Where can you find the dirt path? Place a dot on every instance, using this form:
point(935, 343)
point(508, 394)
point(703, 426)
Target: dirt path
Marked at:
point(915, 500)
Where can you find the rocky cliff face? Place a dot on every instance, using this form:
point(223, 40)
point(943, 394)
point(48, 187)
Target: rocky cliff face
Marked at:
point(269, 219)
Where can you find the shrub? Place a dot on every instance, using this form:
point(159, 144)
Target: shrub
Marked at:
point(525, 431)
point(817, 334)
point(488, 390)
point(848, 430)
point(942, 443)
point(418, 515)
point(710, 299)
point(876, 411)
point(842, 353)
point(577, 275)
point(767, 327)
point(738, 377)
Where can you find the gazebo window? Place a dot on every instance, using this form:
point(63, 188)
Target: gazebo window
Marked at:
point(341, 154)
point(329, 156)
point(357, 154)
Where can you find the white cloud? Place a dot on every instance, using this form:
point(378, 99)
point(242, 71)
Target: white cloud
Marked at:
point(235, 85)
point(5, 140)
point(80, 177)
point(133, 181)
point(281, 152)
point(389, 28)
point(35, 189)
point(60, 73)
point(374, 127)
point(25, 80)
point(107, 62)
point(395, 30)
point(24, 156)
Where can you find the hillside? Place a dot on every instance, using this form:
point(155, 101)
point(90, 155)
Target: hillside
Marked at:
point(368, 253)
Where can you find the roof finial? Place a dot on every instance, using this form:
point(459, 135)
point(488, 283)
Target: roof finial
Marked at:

^^^^^^^^^^^^^^^^

#### PROBLEM TO SOLVE:
Output the listing above in its entirety, exactly as given.

#### EXERCISE RESULT:
Where can you find the dirt path? Place a dot on every instance, using this form:
point(935, 343)
point(508, 394)
point(703, 426)
Target: dirt path
Marked at:
point(915, 500)
Where can you find the rocky cliff face? Place a dot on every instance, using this form:
point(223, 40)
point(943, 394)
point(48, 187)
Target: rocky cliff face
Marked at:
point(269, 219)
Where can you find the shrub? Place a dot on every instance, using this form:
point(159, 144)
Target: shrub
Marked at:
point(525, 431)
point(817, 334)
point(488, 390)
point(848, 430)
point(942, 443)
point(418, 515)
point(710, 299)
point(876, 411)
point(842, 353)
point(577, 275)
point(767, 327)
point(738, 377)
Where can you find the gazebo window? Place a dot on every instance, using this form:
point(63, 188)
Target: gazebo window
Marked at:
point(341, 154)
point(329, 156)
point(357, 154)
Where can you find the white cloud? Place a dot on every instance, using this form:
point(378, 99)
point(242, 71)
Target: white cloud
Marked at:
point(235, 85)
point(5, 140)
point(80, 177)
point(133, 181)
point(281, 152)
point(389, 28)
point(35, 189)
point(60, 73)
point(374, 127)
point(25, 80)
point(107, 62)
point(395, 30)
point(24, 156)
Where can you find the hillside? Place a dot on every instance, using this form:
point(155, 101)
point(90, 155)
Target: hillside
Marked at:
point(368, 253)
Where can you find the roof finial? Place a dot on every instance, using this form:
point(459, 135)
point(488, 283)
Target: roof finial
Marked at:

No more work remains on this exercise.